Instructions for the task
Continue the profile of the researcher's academic career from the point where it stops.

Selected excerpt
He has led externally funded research projects as principal investigator with a total funding volume exceeding €9 million, partly acquired independently and partly in collaborative research contexts. His academic record includes more than 40 peer-reviewed scientific publications, more than 50 invited presentations at universities, research institutions, and international conferences, and more than 10 invited keynote lectures at international conferences.
His international academic experience includes research and teaching activities in Germany, Switzerland, the United Kingdom, Singapore, Jordan, and Japan. He taught at the University of Freiburg and held a long-standing teaching appointment at the University of Basel from 2013 to 2020, where he offered courses in computational sciences, advanced quantum mechanics, electronic structure theory, general chemistry, and related areas of advanced physics and chemistry while completing his habilitation in Physical Chemistry. His international activities further include research visits at the University of Oxford in the United Kingdom, teaching and research activities at Nanyang Technological University in Singapore, guest teaching as Guest Professor and Lecturer for Calculus I and II at the School of Basic Sciences and Humanities of the German-Jordanian University in Amman, and a visiting professorship at the University of Tokyo in Japan.

Supplied information
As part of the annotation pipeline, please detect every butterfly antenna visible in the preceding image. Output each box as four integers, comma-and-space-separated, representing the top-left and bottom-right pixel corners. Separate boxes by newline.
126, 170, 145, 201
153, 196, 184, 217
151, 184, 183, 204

Response to this exercise
In addition to his university and public-research career, he has professional experience outside academia. This includes private-sector work in drug discovery, linkage and association studies, cell-culture-based research, and software management at SAP, a leading European enterprise software company. He also established and directed his own laser laboratory, built from the ground up for research in applied physical and computational contexts.
He is the author of scientific textbooks and monographs published by Springer. His current academic work combines research, university teaching, scientific book projects, conceptual synthesis, and the communication of physics, mathematics, scientific computing, and the intellectual foundations of university-level education.
His teaching profile is complemented by formal higher-education teaching training at the University of Basel, including the SEDA-accredited qualification “Supporting Learning”. This training focused on university-level teaching, learning-oriented course design, professional teaching practice, and the reflective development of academic education.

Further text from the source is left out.